Find "point: water reflection, one" in the material, then return exactly the line containing it and all lines after it to the end, leaving out pictures.

——————————

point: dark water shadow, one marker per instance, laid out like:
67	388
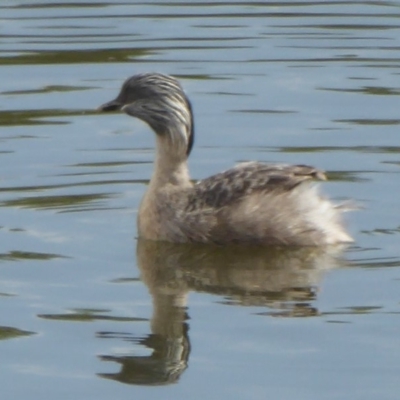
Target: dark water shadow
283	280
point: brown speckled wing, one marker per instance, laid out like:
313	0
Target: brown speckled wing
244	179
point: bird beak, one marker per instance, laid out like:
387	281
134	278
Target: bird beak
113	105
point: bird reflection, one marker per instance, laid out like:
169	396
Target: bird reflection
281	279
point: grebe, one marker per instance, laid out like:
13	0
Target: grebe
253	202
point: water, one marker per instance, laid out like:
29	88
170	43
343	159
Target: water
90	312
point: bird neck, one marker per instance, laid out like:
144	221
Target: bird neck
170	165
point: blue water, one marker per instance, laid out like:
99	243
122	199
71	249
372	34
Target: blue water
90	312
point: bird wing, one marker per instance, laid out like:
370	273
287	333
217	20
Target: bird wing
244	179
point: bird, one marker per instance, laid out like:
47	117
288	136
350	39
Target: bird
252	203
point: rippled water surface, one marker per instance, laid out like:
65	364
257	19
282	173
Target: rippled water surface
90	312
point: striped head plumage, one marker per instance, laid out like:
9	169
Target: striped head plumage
160	101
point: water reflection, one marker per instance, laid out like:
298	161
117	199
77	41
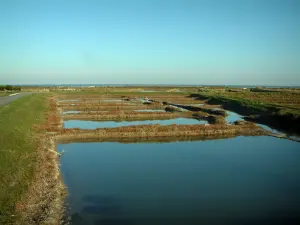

——————————

**EXERCISE ANSWER**.
point: water reflection, one marker per instance, laid out like:
298	161
117	199
77	41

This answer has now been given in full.